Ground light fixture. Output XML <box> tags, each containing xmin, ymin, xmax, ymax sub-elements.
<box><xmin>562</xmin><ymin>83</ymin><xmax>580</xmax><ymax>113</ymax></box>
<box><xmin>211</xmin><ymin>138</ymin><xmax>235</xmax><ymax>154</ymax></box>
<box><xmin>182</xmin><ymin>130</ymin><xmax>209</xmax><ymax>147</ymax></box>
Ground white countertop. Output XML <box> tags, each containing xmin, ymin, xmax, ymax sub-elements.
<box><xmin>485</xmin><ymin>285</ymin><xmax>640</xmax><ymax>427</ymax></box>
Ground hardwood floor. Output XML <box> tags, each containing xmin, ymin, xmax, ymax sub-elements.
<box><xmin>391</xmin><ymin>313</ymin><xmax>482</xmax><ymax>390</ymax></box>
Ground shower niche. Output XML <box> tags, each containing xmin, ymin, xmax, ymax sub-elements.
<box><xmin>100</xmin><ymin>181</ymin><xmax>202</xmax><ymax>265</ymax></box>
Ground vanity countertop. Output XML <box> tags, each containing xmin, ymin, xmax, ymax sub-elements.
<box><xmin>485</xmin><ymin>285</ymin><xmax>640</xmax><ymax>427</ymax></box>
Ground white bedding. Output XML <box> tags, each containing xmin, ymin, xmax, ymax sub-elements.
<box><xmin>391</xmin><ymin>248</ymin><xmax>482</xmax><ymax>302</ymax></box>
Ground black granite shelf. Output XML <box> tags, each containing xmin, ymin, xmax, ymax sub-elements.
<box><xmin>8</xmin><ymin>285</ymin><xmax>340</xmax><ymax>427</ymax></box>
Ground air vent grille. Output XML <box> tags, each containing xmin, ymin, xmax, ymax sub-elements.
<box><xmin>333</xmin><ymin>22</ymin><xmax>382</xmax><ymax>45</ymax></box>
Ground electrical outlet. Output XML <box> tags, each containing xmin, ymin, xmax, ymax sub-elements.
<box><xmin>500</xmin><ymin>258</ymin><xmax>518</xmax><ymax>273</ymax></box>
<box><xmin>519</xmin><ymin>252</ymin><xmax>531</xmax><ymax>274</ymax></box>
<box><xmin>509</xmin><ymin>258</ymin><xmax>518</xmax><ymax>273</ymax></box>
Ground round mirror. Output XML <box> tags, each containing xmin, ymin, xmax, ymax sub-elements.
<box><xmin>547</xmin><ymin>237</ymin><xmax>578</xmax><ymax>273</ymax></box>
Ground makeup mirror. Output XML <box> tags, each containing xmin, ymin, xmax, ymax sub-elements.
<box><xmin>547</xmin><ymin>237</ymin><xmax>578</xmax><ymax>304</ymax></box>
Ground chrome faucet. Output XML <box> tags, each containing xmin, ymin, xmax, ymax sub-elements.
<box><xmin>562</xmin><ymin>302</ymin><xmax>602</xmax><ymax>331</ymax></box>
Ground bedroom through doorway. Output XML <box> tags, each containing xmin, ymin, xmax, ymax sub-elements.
▬▬▬▬▬▬
Written exercise
Format all the lines of the items above as a Markdown table with the columns Row and Line. Number each row, and skip any blank lines.

Answer to the exercise
| Row | Line |
|---|---|
| 1 | Ground light fixture. Output XML <box> tags, each containing xmin, ymin, xmax, ymax sub-elements. |
| 2 | <box><xmin>562</xmin><ymin>83</ymin><xmax>580</xmax><ymax>113</ymax></box> |
| 3 | <box><xmin>211</xmin><ymin>138</ymin><xmax>235</xmax><ymax>154</ymax></box> |
| 4 | <box><xmin>182</xmin><ymin>130</ymin><xmax>209</xmax><ymax>147</ymax></box> |
| 5 | Ground white countertop. Output XML <box> tags, each containing xmin, ymin, xmax, ymax sub-elements. |
| 6 | <box><xmin>485</xmin><ymin>285</ymin><xmax>640</xmax><ymax>427</ymax></box> |
| 7 | Ground hardwood floor. Output XML <box> tags, each containing xmin, ymin, xmax, ymax sub-elements. |
| 8 | <box><xmin>391</xmin><ymin>313</ymin><xmax>482</xmax><ymax>390</ymax></box> |
| 9 | Ground shower niche. Output XML <box> tags, each containing xmin, ymin, xmax, ymax sub-elements. |
| 10 | <box><xmin>100</xmin><ymin>181</ymin><xmax>202</xmax><ymax>265</ymax></box> |
| 11 | Ground vanity countertop. Output XML <box> tags, each containing xmin, ymin, xmax, ymax sub-elements. |
| 12 | <box><xmin>485</xmin><ymin>285</ymin><xmax>640</xmax><ymax>427</ymax></box> |
| 13 | Ground white bedding. Output XML <box> tags, each containing xmin, ymin, xmax, ymax sub-elements. |
| 14 | <box><xmin>391</xmin><ymin>248</ymin><xmax>482</xmax><ymax>302</ymax></box> |
| 15 | Ground black granite shelf. Output XML <box> tags, each containing xmin, ymin, xmax, ymax sub-elements. |
| 16 | <box><xmin>8</xmin><ymin>285</ymin><xmax>340</xmax><ymax>427</ymax></box> |
| 17 | Ground air vent grille. Output XML <box> tags, each containing xmin, ymin, xmax, ymax sub-elements. |
| 18 | <box><xmin>333</xmin><ymin>22</ymin><xmax>382</xmax><ymax>45</ymax></box> |
| 19 | Ground electrical outlet. Output XML <box> tags, each containing xmin, ymin, xmax, ymax sub-elements. |
| 20 | <box><xmin>500</xmin><ymin>258</ymin><xmax>518</xmax><ymax>273</ymax></box> |
| 21 | <box><xmin>519</xmin><ymin>252</ymin><xmax>531</xmax><ymax>274</ymax></box> |
| 22 | <box><xmin>509</xmin><ymin>258</ymin><xmax>518</xmax><ymax>273</ymax></box> |
| 23 | Ground round mirror. Output XML <box> tags, each containing xmin, ymin, xmax, ymax sub-elements. |
| 24 | <box><xmin>547</xmin><ymin>237</ymin><xmax>578</xmax><ymax>273</ymax></box> |
| 25 | Ground makeup mirror. Output XML <box> tags, each containing xmin, ymin, xmax, ymax sub-elements. |
| 26 | <box><xmin>547</xmin><ymin>237</ymin><xmax>578</xmax><ymax>304</ymax></box> |
| 27 | Ground chrome faucet. Output XML <box> tags, each containing xmin, ymin, xmax, ymax sub-elements. |
| 28 | <box><xmin>562</xmin><ymin>302</ymin><xmax>602</xmax><ymax>331</ymax></box> |
| 29 | Ground bedroom through doorway. Output XML <box> tags, each containing xmin, ymin, xmax, ymax sub-elements. |